(Segmentation annotation records)

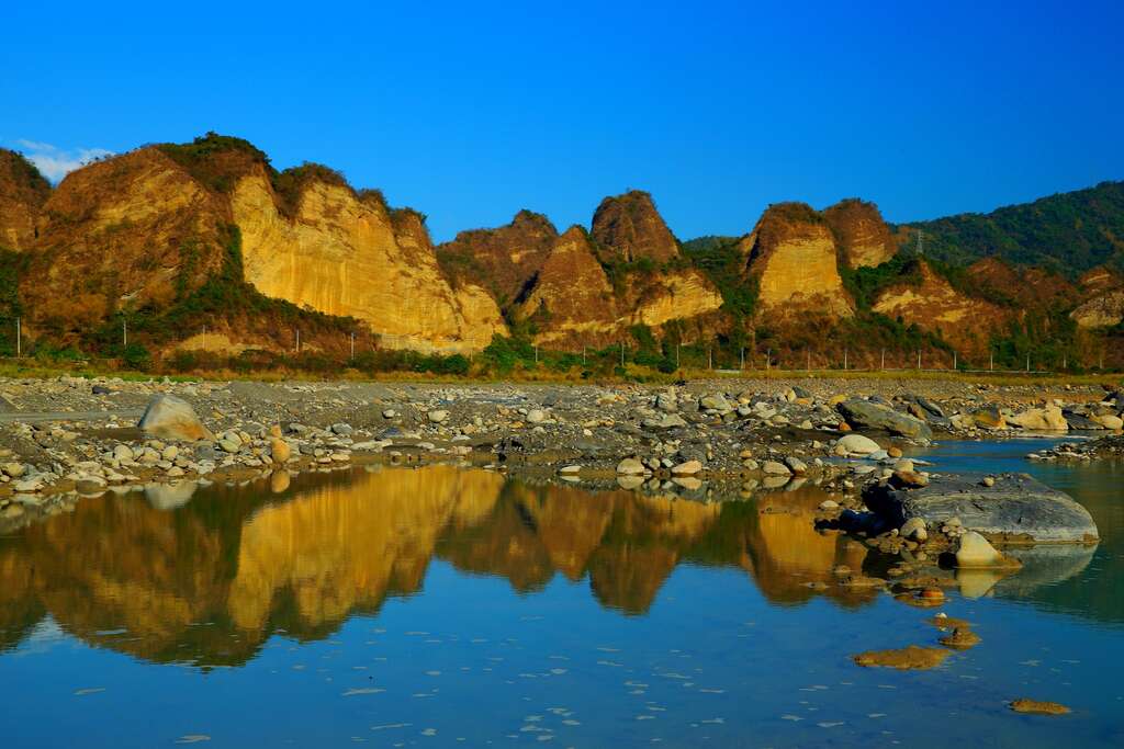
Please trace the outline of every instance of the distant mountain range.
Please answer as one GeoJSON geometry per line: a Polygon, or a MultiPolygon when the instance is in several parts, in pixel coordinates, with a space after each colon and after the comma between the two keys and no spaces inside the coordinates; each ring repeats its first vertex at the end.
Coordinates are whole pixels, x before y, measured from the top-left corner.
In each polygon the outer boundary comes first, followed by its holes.
{"type": "Polygon", "coordinates": [[[127,328],[157,359],[288,351],[299,330],[325,356],[357,334],[439,355],[624,344],[661,368],[680,345],[818,366],[886,350],[1124,364],[1122,237],[1111,182],[900,226],[858,199],[781,202],[742,236],[685,243],[632,191],[588,227],[524,210],[434,246],[423,213],[326,166],[279,172],[228,136],[145,146],[57,188],[0,152],[0,318],[29,342],[106,355],[127,328]]]}

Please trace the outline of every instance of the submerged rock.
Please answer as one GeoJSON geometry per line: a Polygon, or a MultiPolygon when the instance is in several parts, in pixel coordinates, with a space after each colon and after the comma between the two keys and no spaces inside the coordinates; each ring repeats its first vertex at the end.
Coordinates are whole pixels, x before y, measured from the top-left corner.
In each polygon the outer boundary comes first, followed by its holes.
{"type": "Polygon", "coordinates": [[[921,419],[859,398],[851,398],[835,409],[855,429],[873,429],[914,439],[932,439],[933,430],[921,419]]]}
{"type": "Polygon", "coordinates": [[[137,427],[145,432],[164,439],[180,439],[189,442],[215,439],[207,427],[199,421],[194,409],[187,401],[174,395],[157,395],[148,402],[137,427]]]}
{"type": "Polygon", "coordinates": [[[1021,697],[1010,702],[1010,709],[1016,713],[1033,713],[1035,715],[1066,715],[1070,709],[1058,702],[1041,702],[1021,697]]]}
{"type": "Polygon", "coordinates": [[[1098,539],[1089,511],[1026,474],[1004,474],[994,486],[979,476],[941,476],[916,490],[872,484],[867,506],[894,528],[921,518],[930,528],[959,518],[964,528],[1024,542],[1085,544],[1098,539]]]}
{"type": "Polygon", "coordinates": [[[865,668],[882,667],[899,670],[935,668],[952,655],[944,648],[922,648],[910,645],[899,650],[868,650],[852,656],[854,663],[865,668]]]}

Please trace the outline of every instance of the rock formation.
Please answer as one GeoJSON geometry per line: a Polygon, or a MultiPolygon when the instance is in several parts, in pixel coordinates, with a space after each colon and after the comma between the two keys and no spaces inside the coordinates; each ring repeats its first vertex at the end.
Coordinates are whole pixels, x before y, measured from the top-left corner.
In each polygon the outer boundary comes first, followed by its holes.
{"type": "Polygon", "coordinates": [[[584,229],[572,226],[555,240],[517,317],[534,320],[543,344],[611,340],[617,303],[584,229]]]}
{"type": "Polygon", "coordinates": [[[1107,328],[1124,321],[1124,278],[1108,268],[1094,268],[1081,276],[1085,299],[1070,317],[1082,328],[1107,328]]]}
{"type": "Polygon", "coordinates": [[[483,289],[450,285],[417,213],[316,177],[292,218],[278,202],[261,168],[230,195],[246,281],[268,296],[362,320],[391,348],[472,350],[506,332],[483,289]]]}
{"type": "Polygon", "coordinates": [[[984,350],[990,332],[1014,318],[1009,309],[961,294],[925,261],[918,262],[915,277],[882,291],[872,309],[973,353],[984,350]]]}
{"type": "Polygon", "coordinates": [[[26,249],[35,241],[48,183],[22,155],[0,148],[0,248],[26,249]]]}
{"type": "Polygon", "coordinates": [[[20,291],[36,320],[61,330],[170,304],[223,267],[229,243],[221,197],[155,147],[71,172],[43,213],[36,282],[20,291]]]}
{"type": "Polygon", "coordinates": [[[897,252],[890,228],[874,203],[858,198],[841,200],[824,210],[824,219],[849,267],[881,265],[897,252]]]}
{"type": "Polygon", "coordinates": [[[810,312],[837,320],[854,314],[831,228],[809,205],[770,205],[740,248],[746,273],[759,286],[762,318],[792,321],[810,312]]]}
{"type": "Polygon", "coordinates": [[[558,236],[545,216],[522,210],[507,226],[461,231],[437,247],[437,257],[454,285],[482,285],[507,309],[519,301],[558,236]]]}
{"type": "Polygon", "coordinates": [[[662,264],[679,257],[679,244],[655,210],[652,195],[640,190],[602,200],[593,213],[591,234],[611,258],[626,263],[662,264]]]}
{"type": "Polygon", "coordinates": [[[998,257],[968,266],[968,275],[989,299],[1027,311],[1072,307],[1078,291],[1064,276],[1042,268],[1016,267],[998,257]]]}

#### [Written request]
Extract the full listing above verbatim; pictures are to be left out of the copy.

#### [The reply]
Please trace the outline of every instance of the distant mountain range.
Please answer as one GeoJSON geometry per line: a Polygon, or a MultiPolygon when the instance is in several parts, in pixel coordinates, with a space after each colon and after the comma between the two keys and no spaces inside the coordinates; each ring repeats its first vertex at the end.
Coordinates are whole pixels, x before y, measured from the top-left corner.
In each polygon the outer boundary comes first, followed by its holes.
{"type": "Polygon", "coordinates": [[[127,328],[157,359],[288,351],[299,330],[325,356],[357,334],[439,355],[624,344],[661,368],[680,345],[818,366],[886,350],[1124,364],[1122,237],[1111,182],[900,226],[858,199],[781,202],[742,236],[685,243],[632,191],[588,227],[524,210],[434,246],[423,213],[326,166],[279,172],[228,136],[145,146],[57,188],[0,152],[0,318],[29,342],[106,355],[127,328]]]}

Please trace the outline of every instance of the submerged rock.
Please answer as one GeoJSON geometry per line: a Polygon, or a MultiPolygon when the instance is in several parts, in pixel coordinates, with a space after each colon and after the comma between the two keys and no spaces inside the coordinates; each ring repeats its first vertex at the end.
Coordinates are whole pixels, x before y, measured from the top-left corner.
In each polygon the outer boundary comes first, followed by its holes.
{"type": "Polygon", "coordinates": [[[921,419],[859,398],[851,398],[835,409],[855,429],[873,429],[914,439],[932,439],[933,430],[921,419]]]}
{"type": "Polygon", "coordinates": [[[137,427],[145,432],[164,439],[180,439],[189,442],[215,439],[207,427],[199,421],[194,409],[187,401],[174,395],[157,395],[148,402],[137,427]]]}
{"type": "Polygon", "coordinates": [[[1021,697],[1010,702],[1010,709],[1016,713],[1033,713],[1035,715],[1066,715],[1070,709],[1058,702],[1041,702],[1021,697]]]}
{"type": "Polygon", "coordinates": [[[1098,539],[1089,511],[1026,474],[1004,474],[994,486],[979,476],[941,476],[916,490],[872,484],[867,506],[894,528],[921,518],[930,528],[959,518],[964,528],[1024,542],[1085,544],[1098,539]]]}
{"type": "Polygon", "coordinates": [[[865,668],[882,667],[899,670],[935,668],[952,655],[944,648],[922,648],[910,645],[899,650],[868,650],[852,656],[854,663],[865,668]]]}

Please trace the outline of every instance of the rock formation.
Please answer as one GeoJSON geometry per line: a Polygon, or a MultiPolygon when the instance is in several parts, in pixel coordinates, with a space after each colon and after the comma between the two keys and no spaces inside the coordinates; each ring repeats its first vertex at the end.
Coordinates are whole pixels, x before y, measured from the top-left corner.
In each polygon the outer boundary comes first, followed by its holes.
{"type": "Polygon", "coordinates": [[[584,229],[572,226],[555,240],[517,317],[534,320],[543,344],[611,340],[617,303],[584,229]]]}
{"type": "Polygon", "coordinates": [[[1107,328],[1124,321],[1124,278],[1108,268],[1094,268],[1081,276],[1085,299],[1070,317],[1082,328],[1107,328]]]}
{"type": "Polygon", "coordinates": [[[483,289],[450,285],[417,213],[316,177],[292,218],[278,202],[261,168],[230,195],[246,281],[268,296],[362,320],[391,348],[472,350],[506,332],[483,289]]]}
{"type": "Polygon", "coordinates": [[[984,350],[990,332],[1014,318],[1009,309],[961,294],[925,261],[918,262],[915,277],[882,291],[872,309],[973,353],[984,350]]]}
{"type": "Polygon", "coordinates": [[[26,249],[35,241],[48,183],[22,155],[0,148],[0,248],[26,249]]]}
{"type": "Polygon", "coordinates": [[[20,291],[36,320],[61,330],[170,304],[223,267],[229,243],[221,197],[155,147],[71,172],[43,213],[36,282],[20,291]]]}
{"type": "Polygon", "coordinates": [[[897,252],[890,228],[874,203],[858,198],[841,200],[824,210],[824,219],[849,267],[881,265],[897,252]]]}
{"type": "Polygon", "coordinates": [[[810,312],[837,320],[854,314],[831,228],[809,205],[770,205],[740,248],[746,273],[759,286],[762,318],[792,321],[810,312]]]}
{"type": "Polygon", "coordinates": [[[558,236],[545,216],[522,210],[507,226],[461,231],[437,247],[437,257],[454,285],[482,285],[507,309],[519,301],[558,236]]]}
{"type": "Polygon", "coordinates": [[[662,264],[679,257],[679,244],[655,210],[652,195],[640,190],[602,200],[593,213],[591,234],[611,258],[626,263],[662,264]]]}
{"type": "Polygon", "coordinates": [[[998,257],[968,266],[968,275],[989,299],[1027,311],[1072,307],[1078,291],[1064,276],[1042,268],[1016,267],[998,257]]]}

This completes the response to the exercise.